Source records below:

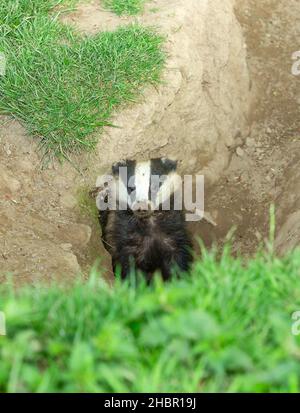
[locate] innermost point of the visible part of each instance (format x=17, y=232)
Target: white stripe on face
x=142, y=181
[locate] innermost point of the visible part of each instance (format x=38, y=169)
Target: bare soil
x=47, y=230
x=263, y=166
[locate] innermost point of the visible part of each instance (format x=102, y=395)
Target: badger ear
x=170, y=164
x=116, y=166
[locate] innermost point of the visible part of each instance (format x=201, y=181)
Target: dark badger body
x=144, y=236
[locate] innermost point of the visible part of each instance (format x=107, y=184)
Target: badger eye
x=131, y=189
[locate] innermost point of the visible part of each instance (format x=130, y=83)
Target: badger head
x=145, y=187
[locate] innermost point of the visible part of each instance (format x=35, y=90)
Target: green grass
x=227, y=327
x=64, y=86
x=127, y=7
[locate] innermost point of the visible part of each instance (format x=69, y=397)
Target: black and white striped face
x=144, y=186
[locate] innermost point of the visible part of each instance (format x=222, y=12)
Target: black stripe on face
x=160, y=167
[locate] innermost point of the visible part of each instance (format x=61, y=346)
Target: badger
x=141, y=229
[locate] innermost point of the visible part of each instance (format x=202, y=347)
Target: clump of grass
x=64, y=86
x=127, y=7
x=226, y=327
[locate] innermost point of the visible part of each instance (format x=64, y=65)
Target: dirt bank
x=195, y=115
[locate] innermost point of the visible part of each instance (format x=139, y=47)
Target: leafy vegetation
x=64, y=86
x=129, y=7
x=226, y=327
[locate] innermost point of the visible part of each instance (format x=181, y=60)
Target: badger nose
x=142, y=206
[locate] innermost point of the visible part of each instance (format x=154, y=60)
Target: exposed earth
x=48, y=226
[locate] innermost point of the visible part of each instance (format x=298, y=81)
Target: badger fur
x=142, y=235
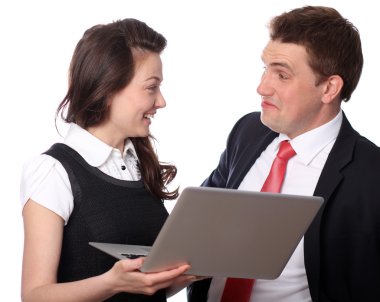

End of Source records.

• Work to complete: The data above should be repeated exactly, minus any pictures.

• Exercise response:
[locate] innermost point of the visible part of each instance (format x=17, y=232)
Target: white stripe on face
x=142, y=181
[locate] innermost point of the visible part of each instance (format x=38, y=169)
Target: bare soil
x=47, y=230
x=263, y=166
[locate] innermost point of the visible part of each instance (format x=102, y=395)
Target: badger ear
x=170, y=164
x=116, y=166
[locate] innermost point of the visible part of each instance (format x=201, y=181)
Target: dark badger body
x=144, y=236
[locate] innermost point of the visible part of each instance (format x=107, y=184)
Target: badger eye
x=131, y=189
[locate] innermost point of the visible part of each instance (format x=130, y=83)
Target: badger head
x=145, y=187
[locate] innermost point of the visible part of each instance (format x=35, y=90)
Target: green grass
x=227, y=327
x=64, y=86
x=127, y=7
[locate] innermost point of the visible part of each instance (format x=69, y=397)
Target: black and white striped face
x=144, y=186
[locate] innermost point of the visible part of each instance (format x=222, y=12)
Target: black stripe on face
x=160, y=167
[locate] innermost point of the visible part of each instance (format x=61, y=346)
Target: badger
x=141, y=229
[locate] innermost point of the visible part of each instance (format x=202, y=347)
Target: clump of grass
x=64, y=86
x=127, y=7
x=226, y=327
[locate] innermost point of the visible part of each instance (format x=64, y=65)
Target: dirt bank
x=195, y=115
[locate] innermost point of the visible part of each instance (format x=139, y=47)
Target: leafy vegetation
x=64, y=86
x=129, y=7
x=226, y=327
[locate] innermost point of the visible part of each instance (format x=181, y=60)
Target: badger nose
x=142, y=206
[locate] innermost point of the visible part of each instance (format x=154, y=60)
Target: exposed earth
x=48, y=226
[locate] innermost point of the visible part of each instance (format x=298, y=81)
Target: badger fur
x=142, y=235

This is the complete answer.